[Records from a dataset]
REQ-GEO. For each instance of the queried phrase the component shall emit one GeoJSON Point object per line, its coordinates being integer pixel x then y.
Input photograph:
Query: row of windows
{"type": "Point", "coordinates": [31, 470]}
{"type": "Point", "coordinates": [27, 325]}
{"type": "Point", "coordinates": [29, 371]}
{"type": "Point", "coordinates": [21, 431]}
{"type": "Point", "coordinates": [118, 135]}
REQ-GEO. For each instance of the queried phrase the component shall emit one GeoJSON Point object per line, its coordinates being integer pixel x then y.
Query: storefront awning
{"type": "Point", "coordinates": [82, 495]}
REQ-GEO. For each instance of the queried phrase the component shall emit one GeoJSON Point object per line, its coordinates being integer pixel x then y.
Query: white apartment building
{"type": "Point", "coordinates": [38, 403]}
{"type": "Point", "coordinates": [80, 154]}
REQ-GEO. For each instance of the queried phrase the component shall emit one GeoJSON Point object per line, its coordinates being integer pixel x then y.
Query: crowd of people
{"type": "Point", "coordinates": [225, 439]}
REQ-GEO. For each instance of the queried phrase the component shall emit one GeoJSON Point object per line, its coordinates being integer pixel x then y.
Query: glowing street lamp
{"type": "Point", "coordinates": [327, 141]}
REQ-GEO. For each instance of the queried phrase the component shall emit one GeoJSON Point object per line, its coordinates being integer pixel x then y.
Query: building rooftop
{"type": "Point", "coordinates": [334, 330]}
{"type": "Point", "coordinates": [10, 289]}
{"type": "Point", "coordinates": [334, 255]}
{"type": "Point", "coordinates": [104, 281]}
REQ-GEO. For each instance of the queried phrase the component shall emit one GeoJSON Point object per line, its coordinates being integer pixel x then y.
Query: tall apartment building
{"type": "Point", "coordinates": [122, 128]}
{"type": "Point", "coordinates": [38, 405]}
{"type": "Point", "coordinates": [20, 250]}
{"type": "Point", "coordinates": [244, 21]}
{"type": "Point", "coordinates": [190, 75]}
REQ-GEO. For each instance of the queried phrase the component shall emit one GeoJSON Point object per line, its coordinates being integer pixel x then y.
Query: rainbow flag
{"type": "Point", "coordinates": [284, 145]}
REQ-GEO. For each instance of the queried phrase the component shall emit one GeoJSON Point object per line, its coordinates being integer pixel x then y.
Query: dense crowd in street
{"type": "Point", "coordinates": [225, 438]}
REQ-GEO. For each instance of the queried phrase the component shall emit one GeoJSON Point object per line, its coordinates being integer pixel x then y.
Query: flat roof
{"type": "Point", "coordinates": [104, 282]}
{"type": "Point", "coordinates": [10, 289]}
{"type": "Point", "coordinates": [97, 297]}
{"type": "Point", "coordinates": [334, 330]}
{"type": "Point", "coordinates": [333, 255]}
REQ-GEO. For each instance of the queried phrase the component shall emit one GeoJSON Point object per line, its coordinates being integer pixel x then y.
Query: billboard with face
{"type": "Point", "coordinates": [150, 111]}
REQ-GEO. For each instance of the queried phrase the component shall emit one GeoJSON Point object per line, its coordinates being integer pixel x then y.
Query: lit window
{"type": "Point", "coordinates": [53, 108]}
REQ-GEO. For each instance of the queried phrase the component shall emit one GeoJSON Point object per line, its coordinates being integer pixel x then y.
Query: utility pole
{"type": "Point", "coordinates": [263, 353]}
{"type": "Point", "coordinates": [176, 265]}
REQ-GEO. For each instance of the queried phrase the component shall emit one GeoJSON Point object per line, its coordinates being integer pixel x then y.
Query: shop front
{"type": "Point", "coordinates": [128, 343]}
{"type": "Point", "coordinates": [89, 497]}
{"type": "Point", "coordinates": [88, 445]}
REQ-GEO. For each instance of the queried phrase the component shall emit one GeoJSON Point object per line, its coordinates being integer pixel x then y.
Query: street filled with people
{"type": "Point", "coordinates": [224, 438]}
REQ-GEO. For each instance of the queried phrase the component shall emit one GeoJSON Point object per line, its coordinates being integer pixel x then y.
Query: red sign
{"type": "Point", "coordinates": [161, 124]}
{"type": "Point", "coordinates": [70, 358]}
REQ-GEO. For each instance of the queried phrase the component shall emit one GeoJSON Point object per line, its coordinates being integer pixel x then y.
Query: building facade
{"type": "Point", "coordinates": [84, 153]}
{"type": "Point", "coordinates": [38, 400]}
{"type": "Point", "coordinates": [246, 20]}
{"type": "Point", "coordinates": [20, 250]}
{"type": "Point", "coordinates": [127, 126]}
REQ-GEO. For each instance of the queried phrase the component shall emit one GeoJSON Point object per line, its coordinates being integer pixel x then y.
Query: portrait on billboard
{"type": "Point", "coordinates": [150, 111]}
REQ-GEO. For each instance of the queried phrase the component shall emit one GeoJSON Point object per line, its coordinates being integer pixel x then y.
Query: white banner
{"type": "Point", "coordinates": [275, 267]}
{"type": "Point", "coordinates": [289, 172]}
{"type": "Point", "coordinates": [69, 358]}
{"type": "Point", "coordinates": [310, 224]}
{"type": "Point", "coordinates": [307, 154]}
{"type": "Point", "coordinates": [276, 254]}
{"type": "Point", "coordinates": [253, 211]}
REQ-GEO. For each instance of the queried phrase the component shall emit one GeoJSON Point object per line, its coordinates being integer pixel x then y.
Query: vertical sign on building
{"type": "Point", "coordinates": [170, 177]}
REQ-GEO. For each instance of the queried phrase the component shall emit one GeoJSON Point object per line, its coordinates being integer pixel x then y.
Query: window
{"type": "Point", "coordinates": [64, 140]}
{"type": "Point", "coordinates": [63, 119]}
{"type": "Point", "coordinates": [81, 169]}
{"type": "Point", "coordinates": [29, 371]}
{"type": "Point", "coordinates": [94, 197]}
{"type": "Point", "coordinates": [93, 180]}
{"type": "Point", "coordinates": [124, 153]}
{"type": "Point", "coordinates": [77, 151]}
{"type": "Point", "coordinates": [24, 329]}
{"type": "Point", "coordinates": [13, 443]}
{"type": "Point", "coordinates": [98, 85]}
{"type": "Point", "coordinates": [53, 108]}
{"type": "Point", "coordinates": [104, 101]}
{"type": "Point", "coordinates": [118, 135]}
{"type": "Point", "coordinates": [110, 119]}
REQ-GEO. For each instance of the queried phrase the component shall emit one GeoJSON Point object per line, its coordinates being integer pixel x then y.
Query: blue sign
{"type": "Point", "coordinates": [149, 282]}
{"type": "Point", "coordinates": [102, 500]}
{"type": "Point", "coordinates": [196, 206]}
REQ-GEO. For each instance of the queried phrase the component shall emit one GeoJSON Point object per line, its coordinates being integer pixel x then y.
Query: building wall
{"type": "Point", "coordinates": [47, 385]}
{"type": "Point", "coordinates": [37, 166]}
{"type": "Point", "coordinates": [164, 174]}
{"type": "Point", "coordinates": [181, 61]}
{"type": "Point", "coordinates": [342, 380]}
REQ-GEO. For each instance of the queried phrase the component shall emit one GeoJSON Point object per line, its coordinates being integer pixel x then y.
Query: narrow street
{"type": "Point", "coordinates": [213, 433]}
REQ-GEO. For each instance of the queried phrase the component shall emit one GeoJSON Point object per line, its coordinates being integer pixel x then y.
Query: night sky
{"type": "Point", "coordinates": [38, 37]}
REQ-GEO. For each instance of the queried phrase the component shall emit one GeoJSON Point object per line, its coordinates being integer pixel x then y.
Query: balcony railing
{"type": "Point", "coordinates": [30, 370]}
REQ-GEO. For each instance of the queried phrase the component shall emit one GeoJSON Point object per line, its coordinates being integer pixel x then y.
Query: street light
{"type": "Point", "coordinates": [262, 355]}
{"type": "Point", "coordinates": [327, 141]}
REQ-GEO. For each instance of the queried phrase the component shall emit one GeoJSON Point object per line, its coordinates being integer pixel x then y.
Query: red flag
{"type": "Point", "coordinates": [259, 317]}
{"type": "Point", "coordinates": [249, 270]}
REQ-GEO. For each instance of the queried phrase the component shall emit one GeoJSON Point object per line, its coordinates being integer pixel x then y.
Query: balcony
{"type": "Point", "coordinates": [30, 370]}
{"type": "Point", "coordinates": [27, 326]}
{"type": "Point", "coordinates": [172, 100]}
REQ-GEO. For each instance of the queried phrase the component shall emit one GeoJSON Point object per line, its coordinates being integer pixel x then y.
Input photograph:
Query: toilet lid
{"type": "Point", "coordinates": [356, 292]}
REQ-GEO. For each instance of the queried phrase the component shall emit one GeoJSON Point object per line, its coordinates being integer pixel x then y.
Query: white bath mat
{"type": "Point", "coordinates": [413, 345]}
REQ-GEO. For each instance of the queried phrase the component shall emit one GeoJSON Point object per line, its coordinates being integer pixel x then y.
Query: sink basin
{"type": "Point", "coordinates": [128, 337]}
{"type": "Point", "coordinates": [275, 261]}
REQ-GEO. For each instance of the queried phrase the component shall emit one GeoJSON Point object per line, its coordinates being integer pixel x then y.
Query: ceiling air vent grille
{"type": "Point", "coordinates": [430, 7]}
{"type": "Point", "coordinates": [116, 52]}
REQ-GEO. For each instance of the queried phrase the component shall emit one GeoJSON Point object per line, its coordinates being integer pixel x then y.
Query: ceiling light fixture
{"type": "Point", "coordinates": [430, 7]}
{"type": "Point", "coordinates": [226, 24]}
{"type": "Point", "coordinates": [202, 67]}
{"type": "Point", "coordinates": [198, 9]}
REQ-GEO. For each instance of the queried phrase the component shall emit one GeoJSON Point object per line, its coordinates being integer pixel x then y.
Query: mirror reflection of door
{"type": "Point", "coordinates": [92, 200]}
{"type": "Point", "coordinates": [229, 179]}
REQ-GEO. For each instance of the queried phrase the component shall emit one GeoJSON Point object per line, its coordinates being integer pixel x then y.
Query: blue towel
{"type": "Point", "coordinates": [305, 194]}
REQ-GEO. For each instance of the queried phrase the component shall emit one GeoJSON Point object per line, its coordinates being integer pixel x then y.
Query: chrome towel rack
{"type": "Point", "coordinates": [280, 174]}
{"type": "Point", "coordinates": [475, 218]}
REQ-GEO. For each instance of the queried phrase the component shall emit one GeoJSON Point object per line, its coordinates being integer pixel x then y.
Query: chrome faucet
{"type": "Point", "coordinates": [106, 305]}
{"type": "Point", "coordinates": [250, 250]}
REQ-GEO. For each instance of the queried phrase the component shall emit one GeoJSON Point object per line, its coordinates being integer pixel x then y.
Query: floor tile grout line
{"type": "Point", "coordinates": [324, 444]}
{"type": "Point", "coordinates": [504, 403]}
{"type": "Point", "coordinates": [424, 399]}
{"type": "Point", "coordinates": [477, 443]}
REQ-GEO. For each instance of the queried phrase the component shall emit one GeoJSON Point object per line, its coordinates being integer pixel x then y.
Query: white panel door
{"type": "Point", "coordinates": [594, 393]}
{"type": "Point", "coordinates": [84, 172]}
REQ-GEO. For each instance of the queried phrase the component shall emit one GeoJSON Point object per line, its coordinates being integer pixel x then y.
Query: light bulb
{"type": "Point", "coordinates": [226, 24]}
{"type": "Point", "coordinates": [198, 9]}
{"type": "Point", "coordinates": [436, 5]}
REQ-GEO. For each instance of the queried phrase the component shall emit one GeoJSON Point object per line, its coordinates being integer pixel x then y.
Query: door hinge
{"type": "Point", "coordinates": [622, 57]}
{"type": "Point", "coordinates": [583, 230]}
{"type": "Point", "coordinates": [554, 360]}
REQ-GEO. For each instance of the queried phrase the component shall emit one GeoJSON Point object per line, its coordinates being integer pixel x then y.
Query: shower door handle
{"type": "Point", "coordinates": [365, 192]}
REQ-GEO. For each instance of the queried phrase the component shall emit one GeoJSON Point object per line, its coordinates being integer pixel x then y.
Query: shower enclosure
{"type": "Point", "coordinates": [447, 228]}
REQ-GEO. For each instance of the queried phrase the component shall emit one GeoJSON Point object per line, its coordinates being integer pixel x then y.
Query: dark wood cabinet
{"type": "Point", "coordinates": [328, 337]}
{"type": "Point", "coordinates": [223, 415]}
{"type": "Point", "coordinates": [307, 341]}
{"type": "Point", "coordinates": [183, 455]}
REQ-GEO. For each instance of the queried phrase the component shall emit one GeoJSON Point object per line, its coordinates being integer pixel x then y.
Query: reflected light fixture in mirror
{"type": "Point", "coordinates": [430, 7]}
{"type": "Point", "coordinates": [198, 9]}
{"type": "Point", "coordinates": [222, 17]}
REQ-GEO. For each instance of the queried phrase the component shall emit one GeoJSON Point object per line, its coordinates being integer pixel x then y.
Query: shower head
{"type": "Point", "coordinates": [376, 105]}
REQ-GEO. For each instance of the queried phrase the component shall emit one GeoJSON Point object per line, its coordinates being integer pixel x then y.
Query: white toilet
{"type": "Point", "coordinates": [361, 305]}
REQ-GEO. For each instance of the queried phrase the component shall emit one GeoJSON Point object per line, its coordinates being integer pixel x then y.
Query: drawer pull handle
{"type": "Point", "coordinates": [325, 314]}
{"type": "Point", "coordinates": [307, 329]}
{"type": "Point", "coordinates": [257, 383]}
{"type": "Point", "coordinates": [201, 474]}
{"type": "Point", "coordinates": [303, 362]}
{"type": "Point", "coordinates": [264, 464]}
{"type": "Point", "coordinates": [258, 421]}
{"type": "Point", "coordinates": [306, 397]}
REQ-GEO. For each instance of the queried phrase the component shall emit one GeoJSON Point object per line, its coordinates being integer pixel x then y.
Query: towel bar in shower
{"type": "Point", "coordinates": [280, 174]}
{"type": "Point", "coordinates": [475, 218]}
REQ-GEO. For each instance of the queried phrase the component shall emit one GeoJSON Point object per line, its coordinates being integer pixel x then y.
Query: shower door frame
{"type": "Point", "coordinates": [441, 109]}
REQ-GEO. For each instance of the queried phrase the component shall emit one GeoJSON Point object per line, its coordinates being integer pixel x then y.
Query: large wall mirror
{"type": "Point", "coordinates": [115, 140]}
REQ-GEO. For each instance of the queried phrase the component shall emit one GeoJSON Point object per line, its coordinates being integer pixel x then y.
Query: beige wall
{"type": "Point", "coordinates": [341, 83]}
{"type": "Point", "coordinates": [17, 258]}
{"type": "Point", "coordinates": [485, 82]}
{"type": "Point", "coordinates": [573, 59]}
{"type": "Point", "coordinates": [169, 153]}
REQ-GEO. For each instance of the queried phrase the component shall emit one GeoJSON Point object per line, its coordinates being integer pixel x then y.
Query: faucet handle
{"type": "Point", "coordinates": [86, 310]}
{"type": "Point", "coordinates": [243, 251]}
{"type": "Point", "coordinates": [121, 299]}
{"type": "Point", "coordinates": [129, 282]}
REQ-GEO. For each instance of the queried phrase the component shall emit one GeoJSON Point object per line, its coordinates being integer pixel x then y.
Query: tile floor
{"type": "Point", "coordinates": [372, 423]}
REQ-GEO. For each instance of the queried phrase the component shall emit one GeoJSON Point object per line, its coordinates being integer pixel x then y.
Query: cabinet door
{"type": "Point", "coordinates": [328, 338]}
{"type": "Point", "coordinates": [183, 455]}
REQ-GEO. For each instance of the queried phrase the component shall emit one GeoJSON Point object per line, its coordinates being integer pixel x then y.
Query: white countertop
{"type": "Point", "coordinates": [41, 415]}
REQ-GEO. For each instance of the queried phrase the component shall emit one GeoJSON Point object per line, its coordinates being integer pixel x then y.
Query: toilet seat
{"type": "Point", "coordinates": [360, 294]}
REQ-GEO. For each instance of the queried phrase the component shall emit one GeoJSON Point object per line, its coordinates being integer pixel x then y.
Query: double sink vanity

Exercise aim: Copy out every line of the material above that contains the word "faucet". Case counts.

The reply:
Query: chrome faucet
Query: faucet handle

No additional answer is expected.